DN-X29 (Br-2EPT) is a self-assembled monolayer (SAM) material constructed by a two-bromine substituted phenothiazine as functional moiety, a two-carbon alkyl chain as linker and a phosphonic acid unit as the anchoring group. The molecularly tailored SAM Br-2EPT enables an energetically well-aligned interface with the perovskite absorber film minimizing non-radiative interfacial recombination losses, thus dramatically improving charge extraction/transport and device performance, as well as the device durability.
This product is covered by patents of Helmholtz-Zentrum Berlin für Materialien und Energie GmbH in Germany and Kaunas University of Technology in Lithuania. Please contact us for further information.
DN-X30 (MPA-Ph-CPA) is a D-pi-A configured self-assembly monolayer material with a conjugated benzene moiety as linker, which is delicately designed to mitigate the insufficient hole-transport capability typically shown by the insulating alkyl linker-based SAMs. As an alternative to DN-X27, a phosphonic acid unit is attached to offer a stronger anchoring group to the substrates. With the extended conjugation, DN-X30 not only enhance charge transport but also stabilized the electron-rich MPA unit through charge delocalization.
_____
Work to complete ->
A) In the passage on the monolayer materials, what unit serves as the anchoring group in DN-X29?
B) Update the passage on the monolayer materials, everything from "DN-X29 (Br-2EPT) is" down to "for further information.", with "perovskite absorber film" replaced by "perovskite light-absorbing layer".

Collected data ->
_____
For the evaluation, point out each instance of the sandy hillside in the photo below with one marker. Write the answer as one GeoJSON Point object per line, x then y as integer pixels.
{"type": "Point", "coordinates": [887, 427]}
_____
The solutions ->
A) A phosphonic acid unit.

B)
DN-X29 (Br-2EPT) is a self-assembled monolayer (SAM) material constructed by a two-bromine substituted phenothiazine as functional moiety, a two-carbon alkyl chain as linker and a phosphonic acid unit as the anchoring group. The molecularly tailored SAM Br-2EPT enables an energetically well-aligned interface with the perovskite light-absorbing layer minimizing non-radiative interfacial recombination losses, thus dramatically improving charge extraction/transport and device performance, as well as the device durability.
This product is covered by patents of Helmholtz-Zentrum Berlin für Materialien und Energie GmbH in Germany and Kaunas University of Technology in Lithuania. Please contact us for further information.